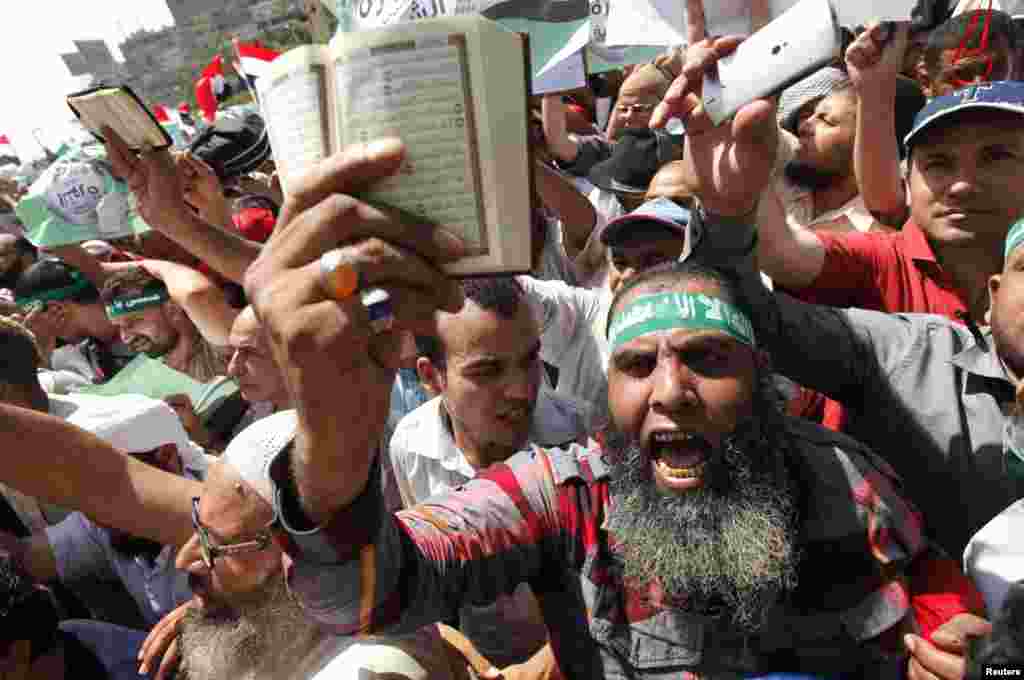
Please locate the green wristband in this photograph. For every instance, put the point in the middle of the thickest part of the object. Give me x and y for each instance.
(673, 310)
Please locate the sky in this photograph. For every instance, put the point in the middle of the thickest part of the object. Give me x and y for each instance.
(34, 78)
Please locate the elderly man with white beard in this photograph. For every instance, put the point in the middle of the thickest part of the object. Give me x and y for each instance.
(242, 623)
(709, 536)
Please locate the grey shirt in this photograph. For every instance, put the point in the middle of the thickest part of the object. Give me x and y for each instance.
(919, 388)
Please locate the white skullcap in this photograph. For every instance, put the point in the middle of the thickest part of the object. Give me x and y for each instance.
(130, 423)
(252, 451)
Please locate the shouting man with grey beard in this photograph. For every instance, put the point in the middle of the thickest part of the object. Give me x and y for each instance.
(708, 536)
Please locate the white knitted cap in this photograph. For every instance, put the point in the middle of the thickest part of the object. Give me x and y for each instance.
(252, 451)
+++
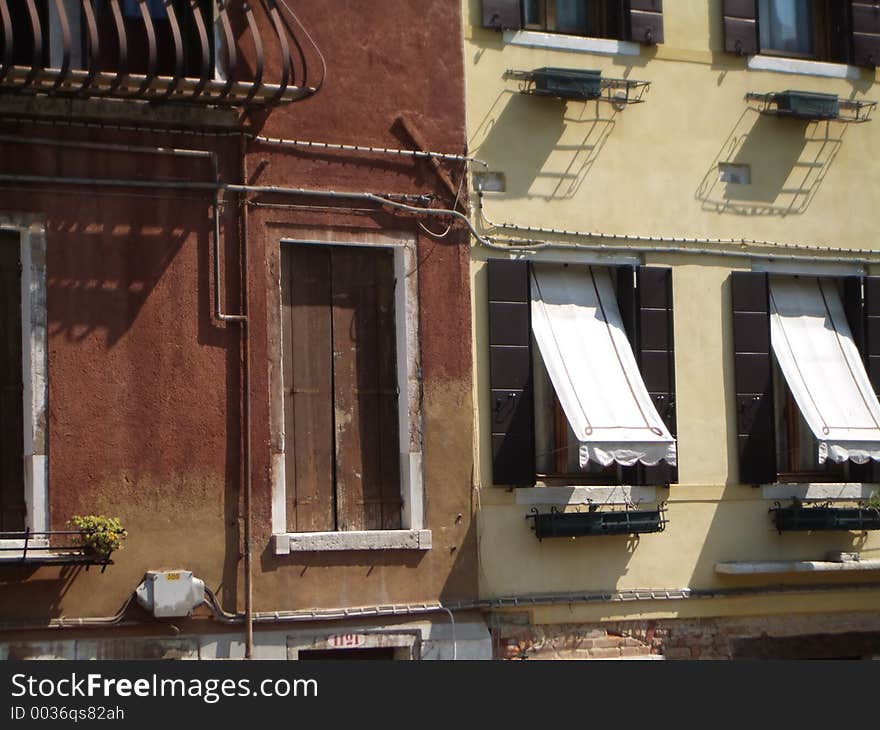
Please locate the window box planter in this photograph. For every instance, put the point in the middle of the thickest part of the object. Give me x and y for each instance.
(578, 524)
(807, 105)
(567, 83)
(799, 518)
+++
*Task goal*:
Collect each line of the records above that contains the string "white". Case counts.

*Solution*:
Please locate the elderly man with white beard in this photograph. For every instance, put the point in the middle of the thickest part of the object. Give me x and y for each instance.
Please locate the white skullcap in this photograph. For every instance, put the point in the middle of the thickest part of the object. Give me x and y for each instance.
Please locate the white knitted cap in this photograph. For every instance, put the point in the middle of the thickest part of the object. Give me x and y for each instance.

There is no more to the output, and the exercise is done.